[start of Information supplied]

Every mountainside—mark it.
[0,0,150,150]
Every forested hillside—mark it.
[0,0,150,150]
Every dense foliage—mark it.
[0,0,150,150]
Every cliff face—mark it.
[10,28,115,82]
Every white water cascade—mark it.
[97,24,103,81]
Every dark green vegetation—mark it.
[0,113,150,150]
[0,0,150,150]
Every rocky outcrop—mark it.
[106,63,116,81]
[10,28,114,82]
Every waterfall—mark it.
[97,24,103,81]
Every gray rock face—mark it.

[end of Information supplied]
[start of Information supplied]

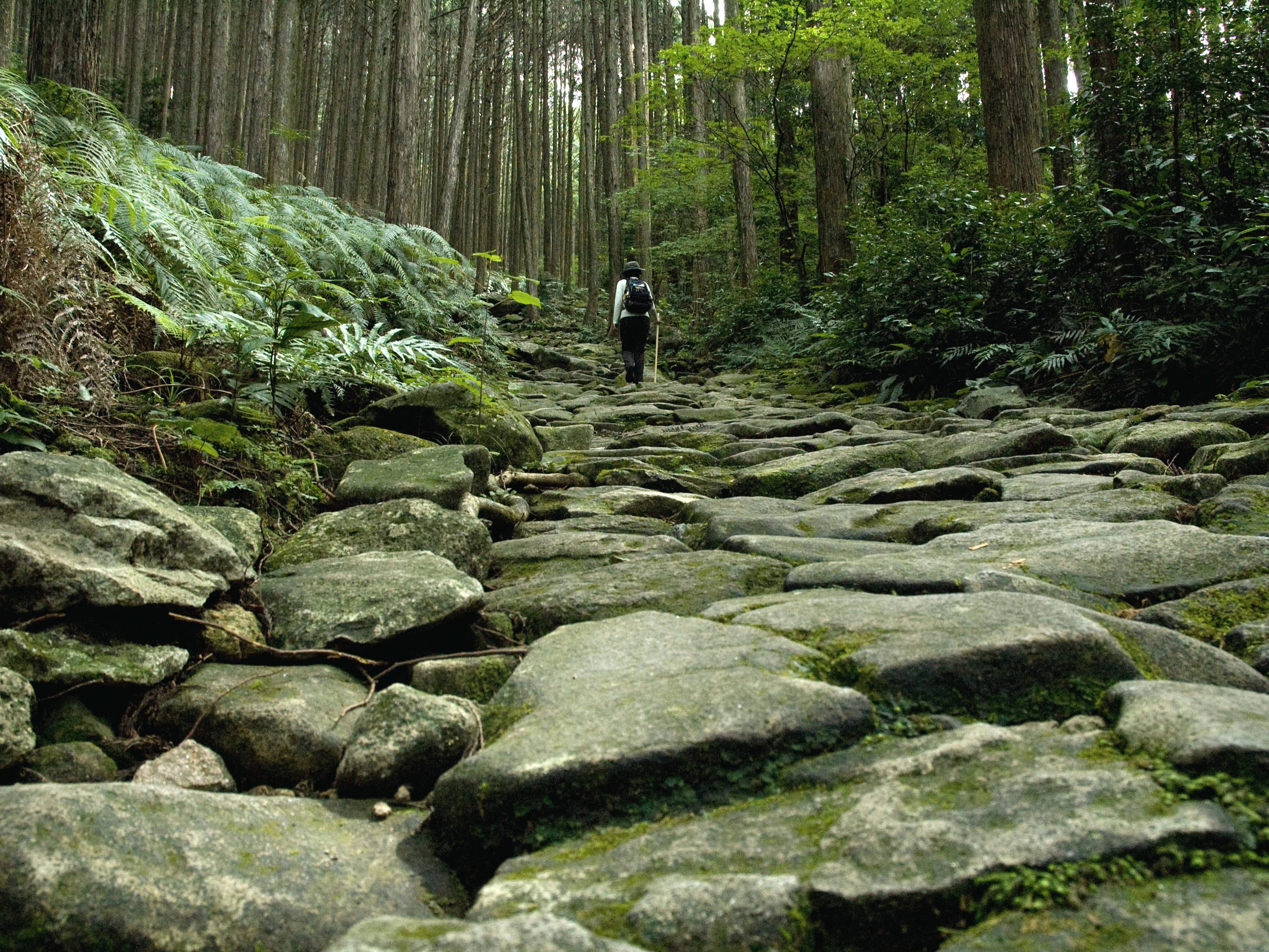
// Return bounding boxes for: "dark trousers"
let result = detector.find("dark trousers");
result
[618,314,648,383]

[end of Information supplied]
[start of Information supplied]

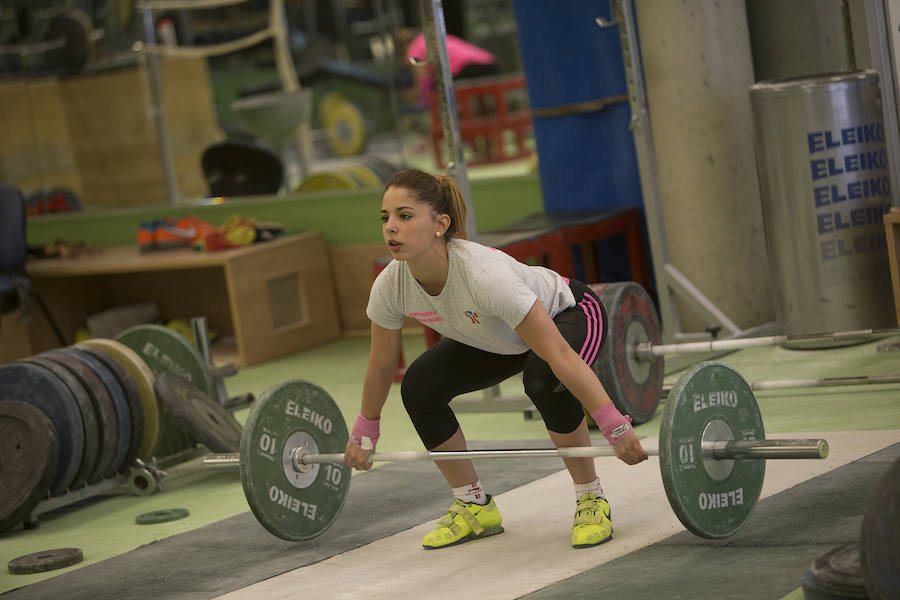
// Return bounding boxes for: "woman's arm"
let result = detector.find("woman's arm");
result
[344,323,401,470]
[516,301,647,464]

[end of Information supplied]

- _Work instructions_
How many lines in the data above contain the string "boxes"? Reply with only the number.

- _Task solution_
2